§ GOAL 1: For each of the following statements about the financial statement excerpt below, state whether it agrees with the text, answering yes or no and quoting the deciding words of the text. (a) The Partnership sold its Property in Bartlesville, Oklahoma in June 2003 and recorded no gain or loss on the disposal. (b) The Partnership recognized a gain of $37,530 on the disposal of its Property in Redlands, California. (c) The general partners expect consolidation under FIN 46 to significantly impact the Partnership's results of operations.

§ TEXT PROVIDED:
During the year ended December 31, 2002, the Partnership identified and
sold three Properties that were classified as Discontinued Operations in the
accompanying financial statements. In addition, in January 2003, the Partnership
identified for sale its Property in Bartlesville, Oklahoma. The Partnership
recognized a net rental loss (rental revenues less Property related expenses and
provision for write-down of assets) of $2,906 and net rental income of $37,530
during the quarter and six months ended June 30, 2002, respectively, relating to
these four Properties. The Partnership sold the Property in Redlands, California
during the six months ended June 30, 2002 and recognized a gain on disposal of
discontinued operations of $301,828. The Partnership sold its Properties in
Medina, Ohio and Stratford, New Jersey in September and December 2002,
respectively. In June 2003, the Partnership sold its Property in Bartlesville,
Oklahoma and recorded no gain or loss on the disposal. The Partnership had
recorded provisions for write-down of assets in previous years relating to this
Property. The Partnership recognized net rental income of $25,877 and $49,676
during the quarter and six months ended June 30, 2003, relating to this
Property.

In January 2003, FASB issued FASB Interpretation No. 46 ("FIN 46"),
"Consolidation of Variable Interest Entities" to expand upon and strengthen
existing accounting guidance that addresses when a company should include the
assets, liabilities and activities of another entity in its financial
statements. To improve financial reporting by companies involved with variable
interest entities (more commonly referred to as special-purpose entities or
off-balance sheet structures), FIN 46 requires that a variable interest entity
be consolidated by a company if that company is subject to a majority risk of
loss from the variable interest entity's activities or entitled to receive a
majority of the entity's residual returns or both. Prior to FIN 46, a company
generally included another entity in its consolidated financial statements only
if it controlled the entity through voting interests. The consolidation
requirements of FIN 46 apply immediately to variable interest entities created
after January 31, 2003, and to older entities, in the first fiscal year or
interim period beginning after June 15, 2003. The general partners believe
adoption of this standard may result in either consolidation or additional
disclosure requirements with respect to the Partnership's unconsolidated joint
ventures, which are currently accounted for under the equity method. However,
such consolidation is not expected to significantly impact the Partnership's
results of operations.

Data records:
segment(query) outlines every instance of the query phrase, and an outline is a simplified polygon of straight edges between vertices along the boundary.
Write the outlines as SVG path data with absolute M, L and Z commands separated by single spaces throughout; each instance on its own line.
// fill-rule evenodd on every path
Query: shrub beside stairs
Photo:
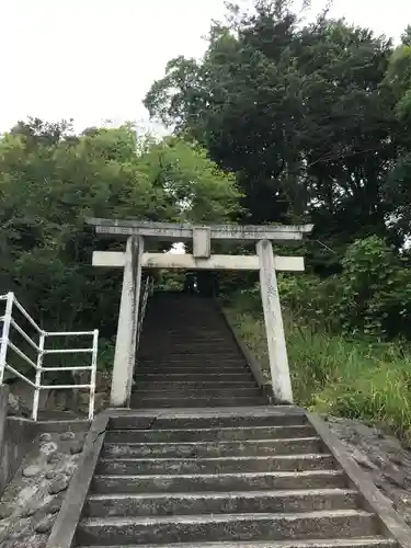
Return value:
M 210 300 L 156 296 L 140 349 L 135 409 L 95 419 L 47 548 L 411 548 L 327 424 L 267 403 Z

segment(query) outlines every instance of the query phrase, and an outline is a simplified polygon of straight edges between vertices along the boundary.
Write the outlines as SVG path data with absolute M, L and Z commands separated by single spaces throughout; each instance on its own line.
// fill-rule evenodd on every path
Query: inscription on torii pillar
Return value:
M 258 270 L 269 347 L 274 397 L 293 402 L 276 271 L 301 272 L 304 258 L 274 255 L 272 242 L 301 240 L 312 230 L 304 226 L 193 226 L 138 220 L 89 219 L 95 232 L 113 239 L 126 239 L 125 252 L 94 251 L 93 265 L 121 267 L 123 289 L 112 377 L 111 406 L 128 407 L 136 357 L 137 319 L 141 269 Z M 193 254 L 147 253 L 145 240 L 192 241 Z M 255 255 L 214 255 L 212 240 L 255 242 Z

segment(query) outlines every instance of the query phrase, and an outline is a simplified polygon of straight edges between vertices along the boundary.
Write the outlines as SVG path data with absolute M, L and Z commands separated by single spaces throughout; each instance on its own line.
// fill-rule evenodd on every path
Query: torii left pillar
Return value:
M 132 396 L 133 372 L 136 361 L 142 252 L 142 238 L 129 237 L 125 253 L 123 288 L 112 375 L 112 391 L 110 398 L 110 406 L 112 408 L 129 407 Z

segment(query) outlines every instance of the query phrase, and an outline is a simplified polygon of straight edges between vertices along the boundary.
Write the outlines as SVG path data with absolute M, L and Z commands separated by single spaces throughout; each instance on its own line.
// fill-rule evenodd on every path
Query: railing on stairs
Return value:
M 12 375 L 19 377 L 20 379 L 27 383 L 34 390 L 33 392 L 33 410 L 32 419 L 37 420 L 38 416 L 38 402 L 41 390 L 58 390 L 58 389 L 89 389 L 89 420 L 94 416 L 94 396 L 95 396 L 95 375 L 96 375 L 96 358 L 98 358 L 98 343 L 99 343 L 99 330 L 93 331 L 56 331 L 49 332 L 44 331 L 33 320 L 28 312 L 23 308 L 23 306 L 18 301 L 13 293 L 8 293 L 7 295 L 0 295 L 0 304 L 5 301 L 5 311 L 3 316 L 0 316 L 0 323 L 2 323 L 2 332 L 0 339 L 0 385 L 4 381 L 5 372 L 10 372 Z M 38 343 L 33 341 L 24 329 L 19 326 L 15 321 L 13 313 L 19 311 L 23 318 L 26 320 L 27 324 L 31 326 L 33 331 L 38 335 Z M 15 330 L 24 341 L 36 352 L 36 359 L 31 359 L 21 349 L 19 349 L 11 341 L 12 330 Z M 90 347 L 75 347 L 75 349 L 46 349 L 46 341 L 49 338 L 58 336 L 84 336 L 92 338 L 92 344 Z M 8 351 L 12 351 L 14 354 L 20 356 L 26 364 L 28 364 L 35 370 L 34 381 L 27 378 L 25 375 L 20 373 L 8 362 Z M 59 367 L 45 367 L 43 365 L 44 357 L 47 354 L 91 354 L 91 364 L 81 366 L 59 366 Z M 46 372 L 90 372 L 90 383 L 88 384 L 71 384 L 71 385 L 46 385 L 42 384 L 43 374 Z

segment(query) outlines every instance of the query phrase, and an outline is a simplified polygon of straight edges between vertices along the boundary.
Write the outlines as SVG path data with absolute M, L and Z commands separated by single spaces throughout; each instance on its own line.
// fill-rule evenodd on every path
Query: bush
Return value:
M 238 295 L 227 305 L 227 313 L 270 378 L 263 313 L 258 300 L 251 307 L 250 300 L 250 294 Z M 297 404 L 380 423 L 411 442 L 408 346 L 305 326 L 289 312 L 284 323 Z

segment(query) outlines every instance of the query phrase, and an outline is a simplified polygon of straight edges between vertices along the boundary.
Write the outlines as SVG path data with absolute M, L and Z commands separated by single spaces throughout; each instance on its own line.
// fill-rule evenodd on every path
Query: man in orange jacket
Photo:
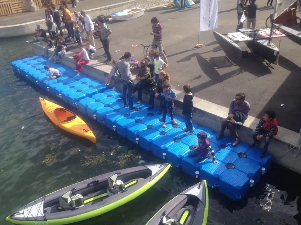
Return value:
M 64 13 L 65 16 L 67 20 L 67 30 L 68 32 L 68 36 L 67 40 L 73 41 L 74 40 L 74 32 L 73 30 L 73 19 L 71 15 L 71 13 L 68 9 L 66 9 L 64 5 L 60 6 L 60 10 Z

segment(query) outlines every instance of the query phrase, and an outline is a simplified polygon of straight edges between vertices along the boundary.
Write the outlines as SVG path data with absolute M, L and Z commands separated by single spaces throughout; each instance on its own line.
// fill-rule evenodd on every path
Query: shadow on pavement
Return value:
M 277 114 L 278 126 L 299 133 L 301 128 L 300 74 L 300 68 L 292 72 L 256 117 L 260 118 L 266 110 L 272 110 Z M 267 84 L 272 82 L 267 81 Z

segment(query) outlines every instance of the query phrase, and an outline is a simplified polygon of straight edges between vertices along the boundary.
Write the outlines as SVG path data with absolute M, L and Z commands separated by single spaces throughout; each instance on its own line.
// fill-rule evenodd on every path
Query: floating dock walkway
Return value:
M 130 112 L 128 107 L 124 108 L 118 91 L 108 89 L 107 86 L 84 75 L 76 75 L 71 69 L 54 64 L 41 56 L 15 61 L 11 64 L 15 73 L 59 100 L 78 107 L 82 113 L 101 124 L 104 122 L 108 128 L 152 152 L 172 166 L 182 167 L 191 176 L 200 180 L 206 179 L 210 186 L 218 188 L 234 200 L 243 197 L 271 166 L 272 157 L 269 153 L 261 158 L 260 148 L 251 148 L 243 142 L 232 147 L 228 136 L 217 140 L 218 134 L 194 123 L 194 134 L 185 135 L 182 129 L 185 122 L 178 116 L 175 116 L 178 124 L 174 125 L 168 113 L 166 127 L 163 128 L 162 115 L 158 115 L 157 108 L 148 111 L 147 104 L 142 102 L 134 104 L 139 111 Z M 45 82 L 48 75 L 44 69 L 45 65 L 60 70 L 61 76 Z M 136 101 L 134 98 L 134 102 Z M 197 163 L 187 156 L 198 144 L 196 134 L 201 131 L 207 134 L 216 152 L 217 164 L 211 162 L 210 154 L 209 159 Z

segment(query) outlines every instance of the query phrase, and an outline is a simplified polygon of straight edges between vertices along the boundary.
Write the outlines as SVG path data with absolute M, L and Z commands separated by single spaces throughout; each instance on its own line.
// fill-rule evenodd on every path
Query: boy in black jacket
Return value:
M 190 92 L 191 88 L 189 85 L 185 85 L 183 86 L 183 89 L 185 92 L 183 99 L 183 111 L 182 114 L 185 119 L 186 126 L 183 130 L 186 130 L 185 134 L 187 135 L 194 133 L 192 126 L 192 111 L 193 111 L 193 94 Z

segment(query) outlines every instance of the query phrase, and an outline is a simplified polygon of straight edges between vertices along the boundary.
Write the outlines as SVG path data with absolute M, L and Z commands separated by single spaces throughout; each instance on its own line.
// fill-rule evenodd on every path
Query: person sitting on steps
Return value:
M 230 137 L 234 140 L 232 146 L 236 146 L 240 142 L 236 128 L 240 129 L 241 126 L 236 124 L 236 122 L 243 123 L 248 118 L 250 111 L 250 104 L 245 100 L 245 99 L 246 95 L 242 92 L 235 96 L 235 99 L 232 100 L 230 104 L 228 116 L 222 123 L 222 128 L 216 137 L 217 139 L 220 139 L 223 136 L 224 132 L 228 128 L 230 133 Z
M 252 132 L 254 142 L 251 146 L 252 148 L 260 144 L 260 139 L 265 139 L 264 147 L 260 154 L 260 157 L 264 158 L 268 152 L 268 148 L 270 144 L 270 139 L 274 135 L 277 135 L 278 128 L 277 120 L 275 118 L 276 113 L 273 111 L 267 111 L 265 115 L 259 121 L 255 130 Z

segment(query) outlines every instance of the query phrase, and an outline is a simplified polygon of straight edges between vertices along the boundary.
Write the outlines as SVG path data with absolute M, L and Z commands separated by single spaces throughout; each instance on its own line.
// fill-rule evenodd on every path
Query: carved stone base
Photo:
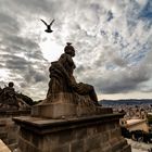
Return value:
M 71 103 L 46 103 L 36 105 L 31 110 L 31 116 L 62 118 L 76 116 L 76 105 Z
M 131 152 L 121 135 L 124 114 L 68 119 L 15 117 L 20 152 Z
M 110 107 L 89 107 L 72 103 L 46 103 L 36 105 L 31 110 L 31 116 L 49 118 L 79 117 L 112 113 Z

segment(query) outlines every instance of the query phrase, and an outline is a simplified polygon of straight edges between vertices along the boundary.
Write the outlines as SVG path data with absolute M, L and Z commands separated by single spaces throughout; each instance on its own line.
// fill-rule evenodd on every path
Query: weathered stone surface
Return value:
M 0 152 L 11 152 L 11 150 L 4 144 L 4 142 L 0 139 Z
M 76 105 L 71 103 L 46 103 L 34 106 L 31 115 L 51 118 L 72 117 L 76 115 Z
M 122 116 L 106 114 L 68 119 L 13 119 L 21 126 L 21 152 L 25 152 L 23 148 L 31 152 L 131 152 L 116 125 Z M 110 130 L 112 126 L 114 128 Z

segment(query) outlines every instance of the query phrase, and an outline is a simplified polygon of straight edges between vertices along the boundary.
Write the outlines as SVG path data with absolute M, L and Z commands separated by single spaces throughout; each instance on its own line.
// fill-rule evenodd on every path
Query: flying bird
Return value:
M 52 20 L 52 22 L 50 23 L 50 24 L 47 24 L 43 20 L 41 20 L 43 23 L 45 23 L 45 25 L 47 26 L 47 29 L 45 30 L 46 33 L 52 33 L 53 30 L 51 29 L 51 26 L 52 26 L 52 24 L 53 24 L 53 22 L 55 21 L 55 20 Z

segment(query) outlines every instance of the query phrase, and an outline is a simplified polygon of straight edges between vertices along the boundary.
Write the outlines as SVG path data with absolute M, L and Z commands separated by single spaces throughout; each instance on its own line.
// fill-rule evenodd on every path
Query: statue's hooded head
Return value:
M 67 42 L 67 43 L 66 43 L 66 47 L 64 48 L 64 52 L 65 52 L 66 54 L 69 54 L 69 55 L 72 55 L 72 56 L 75 56 L 75 49 L 74 49 L 74 47 L 72 46 L 71 42 Z

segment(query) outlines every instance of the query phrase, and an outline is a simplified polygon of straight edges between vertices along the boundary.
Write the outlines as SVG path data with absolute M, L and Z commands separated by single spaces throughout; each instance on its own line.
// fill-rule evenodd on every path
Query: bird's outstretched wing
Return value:
M 41 21 L 45 23 L 46 26 L 48 26 L 48 24 L 43 20 L 41 20 Z
M 53 24 L 54 21 L 55 21 L 55 20 L 52 20 L 52 22 L 50 23 L 50 26 Z

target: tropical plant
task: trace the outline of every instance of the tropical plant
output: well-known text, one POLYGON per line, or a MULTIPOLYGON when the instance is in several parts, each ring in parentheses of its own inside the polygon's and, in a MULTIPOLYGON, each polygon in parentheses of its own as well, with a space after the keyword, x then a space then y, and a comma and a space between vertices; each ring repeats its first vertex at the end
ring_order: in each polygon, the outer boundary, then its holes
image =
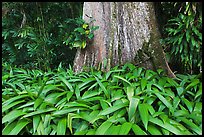
POLYGON ((72 64, 76 50, 67 48, 63 39, 76 25, 68 25, 66 20, 80 17, 82 4, 4 2, 3 8, 8 12, 2 17, 3 60, 42 70, 57 68, 60 61, 63 65, 72 64))
POLYGON ((87 45, 87 42, 89 42, 94 37, 94 31, 99 28, 99 26, 92 26, 89 28, 89 25, 94 20, 91 20, 90 22, 86 23, 81 18, 76 19, 69 19, 67 20, 67 23, 73 23, 77 25, 77 27, 74 29, 73 32, 68 36, 68 38, 65 38, 63 44, 70 45, 70 48, 82 48, 84 49, 87 45))
MULTIPOLYGON (((178 5, 178 3, 175 3, 178 5)), ((164 44, 172 66, 180 73, 202 71, 202 7, 198 2, 180 4, 179 14, 165 25, 164 44), (186 5, 184 5, 186 4, 186 5)))
POLYGON ((171 79, 130 63, 107 73, 3 69, 3 135, 202 134, 201 75, 171 79))

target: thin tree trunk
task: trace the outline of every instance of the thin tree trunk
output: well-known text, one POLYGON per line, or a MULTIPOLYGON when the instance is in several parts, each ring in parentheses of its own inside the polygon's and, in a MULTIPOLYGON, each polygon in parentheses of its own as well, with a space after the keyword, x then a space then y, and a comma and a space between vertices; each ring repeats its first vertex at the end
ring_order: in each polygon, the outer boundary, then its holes
POLYGON ((152 2, 85 2, 83 18, 99 26, 85 49, 78 49, 74 70, 83 66, 108 71, 131 62, 147 69, 162 68, 174 77, 159 43, 160 34, 152 2))

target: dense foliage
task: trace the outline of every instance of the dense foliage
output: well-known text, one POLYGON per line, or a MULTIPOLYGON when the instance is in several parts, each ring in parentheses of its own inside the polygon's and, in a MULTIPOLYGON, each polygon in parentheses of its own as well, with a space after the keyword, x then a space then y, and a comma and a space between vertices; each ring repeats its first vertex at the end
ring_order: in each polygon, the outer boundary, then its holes
MULTIPOLYGON (((159 7, 159 6, 158 6, 159 7)), ((202 71, 201 2, 161 2, 158 17, 170 65, 178 73, 202 71), (173 9, 173 10, 169 10, 173 9)))
POLYGON ((202 134, 201 75, 132 64, 75 74, 3 65, 3 134, 202 134))
POLYGON ((73 63, 75 49, 63 44, 78 26, 81 2, 4 2, 3 61, 24 68, 47 70, 73 63), (32 10, 31 10, 32 9, 32 10))
POLYGON ((74 73, 100 27, 82 6, 2 3, 2 134, 201 135, 202 4, 155 3, 174 79, 130 63, 74 73))

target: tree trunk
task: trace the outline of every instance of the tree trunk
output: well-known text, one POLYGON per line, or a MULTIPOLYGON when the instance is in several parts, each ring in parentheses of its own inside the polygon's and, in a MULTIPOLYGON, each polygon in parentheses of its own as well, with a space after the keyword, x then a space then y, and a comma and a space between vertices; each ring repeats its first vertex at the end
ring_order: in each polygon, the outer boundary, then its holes
POLYGON ((99 26, 85 49, 78 49, 74 70, 83 66, 108 71, 115 65, 131 62, 146 69, 170 70, 159 43, 160 34, 152 2, 84 2, 83 19, 95 19, 99 26))

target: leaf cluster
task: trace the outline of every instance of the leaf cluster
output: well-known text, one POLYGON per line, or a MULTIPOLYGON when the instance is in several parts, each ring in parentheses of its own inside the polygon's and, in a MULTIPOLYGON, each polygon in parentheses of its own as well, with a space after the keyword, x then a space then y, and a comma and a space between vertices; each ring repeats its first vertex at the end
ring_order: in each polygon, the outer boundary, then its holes
POLYGON ((90 23, 86 23, 81 18, 69 19, 67 23, 76 24, 76 28, 70 33, 70 35, 65 37, 64 44, 69 45, 72 48, 81 48, 84 49, 87 45, 87 42, 90 41, 94 37, 94 31, 99 29, 99 26, 90 27, 90 23))
MULTIPOLYGON (((175 3, 175 5, 179 5, 175 3)), ((180 71, 199 73, 202 70, 202 13, 200 3, 180 4, 177 16, 164 26, 170 63, 181 64, 180 71)))
POLYGON ((127 63, 75 74, 3 64, 2 134, 202 134, 199 75, 168 78, 127 63))

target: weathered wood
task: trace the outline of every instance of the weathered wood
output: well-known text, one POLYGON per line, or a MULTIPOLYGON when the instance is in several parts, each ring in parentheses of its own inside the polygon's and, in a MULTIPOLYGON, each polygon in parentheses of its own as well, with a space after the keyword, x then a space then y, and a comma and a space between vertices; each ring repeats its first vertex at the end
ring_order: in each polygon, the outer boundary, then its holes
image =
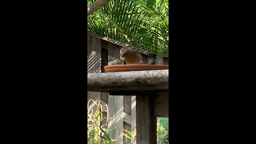
POLYGON ((136 96, 137 143, 156 143, 156 117, 153 116, 153 95, 136 96))
POLYGON ((131 116, 130 115, 124 112, 124 122, 129 124, 130 126, 130 127, 131 127, 131 125, 132 125, 131 116))
MULTIPOLYGON (((136 129, 136 96, 133 95, 131 97, 131 130, 132 132, 134 132, 135 129, 136 129)), ((136 144, 136 137, 135 137, 134 141, 132 143, 136 144)))
POLYGON ((106 73, 104 67, 108 65, 108 50, 101 49, 101 62, 100 68, 101 73, 106 73))
POLYGON ((164 65, 169 65, 169 58, 164 58, 164 65))
POLYGON ((87 36, 87 73, 99 73, 101 70, 101 40, 90 35, 87 36))
MULTIPOLYGON (((154 53, 153 53, 152 52, 149 52, 149 51, 146 51, 143 50, 139 49, 136 48, 135 47, 134 47, 134 46, 130 46, 129 45, 126 44, 122 43, 121 42, 115 41, 114 39, 109 38, 107 37, 105 37, 105 36, 99 35, 98 34, 97 34, 95 33, 92 33, 92 32, 90 31, 87 31, 87 35, 90 35, 93 36, 94 37, 99 38, 99 39, 103 39, 104 41, 107 41, 107 42, 109 42, 109 43, 112 43, 113 44, 114 44, 116 45, 120 46, 121 46, 121 47, 122 47, 123 46, 124 46, 125 45, 126 45, 127 47, 129 47, 130 48, 131 48, 132 49, 138 51, 139 53, 140 53, 141 54, 143 54, 148 55, 149 57, 154 57, 154 54, 155 54, 154 53)), ((103 45, 105 45, 105 44, 104 44, 103 45)), ((105 47, 103 47, 103 48, 106 49, 105 47)))
POLYGON ((132 114, 131 111, 131 97, 124 97, 124 112, 126 114, 131 115, 132 114))
POLYGON ((168 91, 155 92, 154 97, 154 116, 169 117, 168 91))
POLYGON ((108 50, 108 42, 101 39, 101 47, 106 50, 108 50))
POLYGON ((108 43, 108 65, 123 64, 120 59, 120 50, 117 45, 113 43, 108 43))
POLYGON ((169 54, 158 54, 156 55, 156 58, 169 58, 169 54))
POLYGON ((156 60, 156 65, 164 65, 164 58, 157 58, 156 60))
POLYGON ((123 143, 123 135, 120 135, 119 132, 123 129, 123 111, 124 111, 124 96, 114 96, 109 95, 108 97, 108 109, 109 117, 113 121, 109 121, 108 123, 108 129, 116 127, 110 131, 110 137, 117 140, 115 143, 123 143))
MULTIPOLYGON (((108 43, 108 65, 123 64, 123 62, 120 59, 119 51, 121 47, 113 43, 108 43)), ((107 73, 101 73, 105 74, 107 73)), ((103 80, 102 79, 101 80, 103 80)), ((113 119, 109 121, 108 128, 116 129, 110 132, 110 134, 113 139, 116 139, 116 143, 122 144, 124 142, 123 135, 120 135, 119 132, 123 129, 124 119, 124 96, 114 96, 109 95, 108 106, 109 110, 109 117, 113 119)))
MULTIPOLYGON (((127 130, 127 131, 131 131, 131 125, 127 124, 127 123, 124 123, 124 130, 127 130)), ((126 132, 125 132, 125 133, 127 134, 126 132)), ((129 134, 127 135, 129 137, 130 136, 129 134)), ((124 143, 126 143, 126 142, 129 142, 129 143, 131 142, 131 140, 130 139, 126 139, 126 138, 125 138, 124 136, 123 137, 123 138, 124 138, 124 143)))

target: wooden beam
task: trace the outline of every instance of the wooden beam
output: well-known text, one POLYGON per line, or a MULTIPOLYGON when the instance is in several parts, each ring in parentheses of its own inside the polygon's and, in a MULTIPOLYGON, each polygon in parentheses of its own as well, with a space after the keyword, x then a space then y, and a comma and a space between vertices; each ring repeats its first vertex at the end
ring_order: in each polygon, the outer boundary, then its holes
MULTIPOLYGON (((137 48, 134 46, 130 46, 128 44, 126 44, 125 43, 123 43, 122 42, 119 42, 119 41, 116 41, 116 40, 114 40, 114 39, 111 39, 111 38, 109 38, 108 37, 105 37, 105 36, 101 36, 100 35, 98 35, 97 34, 95 34, 95 33, 92 33, 91 31, 87 31, 87 35, 91 35, 91 36, 94 36, 94 37, 96 37, 97 38, 100 38, 101 39, 103 39, 104 41, 107 41, 109 43, 113 43, 113 44, 116 44, 117 45, 119 45, 119 46, 121 46, 122 47, 126 45, 129 48, 131 48, 133 50, 135 50, 136 51, 137 51, 138 52, 139 52, 139 53, 142 53, 142 54, 145 54, 145 55, 148 55, 148 56, 150 56, 150 57, 154 57, 154 55, 155 54, 155 53, 153 53, 153 52, 149 52, 149 51, 146 51, 145 50, 141 50, 141 49, 138 49, 138 48, 137 48)), ((106 46, 105 46, 106 47, 106 46)), ((106 49, 105 47, 103 47, 105 49, 106 49)))
POLYGON ((168 91, 155 92, 154 97, 154 116, 169 117, 168 91))
POLYGON ((136 96, 137 143, 156 143, 156 117, 152 95, 136 96))
POLYGON ((125 122, 126 123, 131 125, 132 125, 131 119, 132 119, 131 116, 124 112, 124 122, 125 122))

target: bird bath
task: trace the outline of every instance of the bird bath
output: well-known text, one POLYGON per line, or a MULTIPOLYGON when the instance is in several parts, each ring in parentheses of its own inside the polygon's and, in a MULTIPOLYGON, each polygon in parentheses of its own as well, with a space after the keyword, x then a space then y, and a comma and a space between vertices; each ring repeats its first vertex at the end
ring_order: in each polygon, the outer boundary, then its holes
POLYGON ((104 67, 107 73, 169 69, 169 66, 155 65, 116 65, 104 67))

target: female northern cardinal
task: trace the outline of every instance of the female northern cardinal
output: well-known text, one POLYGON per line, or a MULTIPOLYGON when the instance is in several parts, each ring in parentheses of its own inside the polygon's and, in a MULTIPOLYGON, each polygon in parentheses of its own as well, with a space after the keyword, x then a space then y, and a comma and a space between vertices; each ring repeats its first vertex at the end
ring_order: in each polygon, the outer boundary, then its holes
POLYGON ((143 64, 141 55, 135 50, 124 46, 120 50, 120 59, 124 60, 127 65, 143 64))

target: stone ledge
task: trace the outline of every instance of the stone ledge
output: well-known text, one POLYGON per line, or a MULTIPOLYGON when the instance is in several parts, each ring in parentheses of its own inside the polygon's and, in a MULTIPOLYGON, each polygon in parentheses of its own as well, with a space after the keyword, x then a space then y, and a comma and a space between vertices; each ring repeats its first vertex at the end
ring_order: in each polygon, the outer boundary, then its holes
POLYGON ((169 70, 87 74, 89 91, 167 90, 169 70))

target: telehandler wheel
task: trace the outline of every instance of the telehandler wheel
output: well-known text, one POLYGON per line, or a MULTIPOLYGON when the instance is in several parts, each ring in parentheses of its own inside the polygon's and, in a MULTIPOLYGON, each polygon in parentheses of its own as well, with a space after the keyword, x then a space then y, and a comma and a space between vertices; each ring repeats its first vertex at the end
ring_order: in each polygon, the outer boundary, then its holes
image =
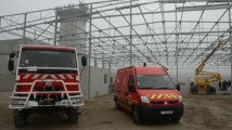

§ GOAL 2: Put the data records, from their first line up to and including the line containing "M 258 270 L", into a Markdown table with the columns No. and Line, one numbered row per line and blank lines omitted. Leave the pictures out of the table.

§ OUTPUT 1:
(a) Yes: "In June 2003, the Partnership sold its Property in Bartlesville, Oklahoma and recorded no gain or loss on the disposal."
(b) No: "The Partnership sold the Property in Redlands, California during the six months ended June 30, 2002 and recognized a gain on disposal of discontinued operations of $301,828."
(c) No: "However, such consolidation is not expected to significantly impact the Partnership's results of operations."

§ OUTPUT 2:
| No. | Line |
|---|---|
| 1 | segment(query) outlines every instance of the query phrase, and an outline is a simplified polygon of straight edges between vertices along the boundary. |
| 2 | Write the outlines as SVG path data with absolute M, L and Z commands separated by single spaces throughout; each instance on its own line. |
| 3 | // fill-rule evenodd on every path |
| 4 | Query: shrub beside stairs |
| 5 | Photo: |
| 6 | Return value: |
| 7 | M 210 300 L 156 296 L 140 349 L 135 409 L 95 419 L 47 548 L 411 548 L 327 424 L 267 403 Z |
| 8 | segment(query) outlines every instance of the query phrase, and an outline is a simplified polygon of straight edges between vertices along the boundary. |
| 9 | Write the outlines as SVG path data with absolute M, L and Z commands separated by single spaces throughout; each instance on its own line. |
| 10 | // fill-rule evenodd on every path |
| 11 | Query: inscription on torii pillar |
| 12 | Return value: |
| 13 | M 258 270 L 269 347 L 274 397 L 293 402 L 276 271 L 301 272 L 304 258 L 274 255 L 272 242 L 301 240 L 312 230 L 304 226 L 193 226 L 138 220 L 89 219 L 95 232 L 113 239 L 126 239 L 125 252 L 94 251 L 93 265 L 121 267 L 123 289 L 112 377 L 111 406 L 128 407 L 136 357 L 137 319 L 141 269 Z M 193 254 L 147 253 L 145 240 L 192 241 Z M 255 255 L 214 255 L 212 240 L 255 242 Z |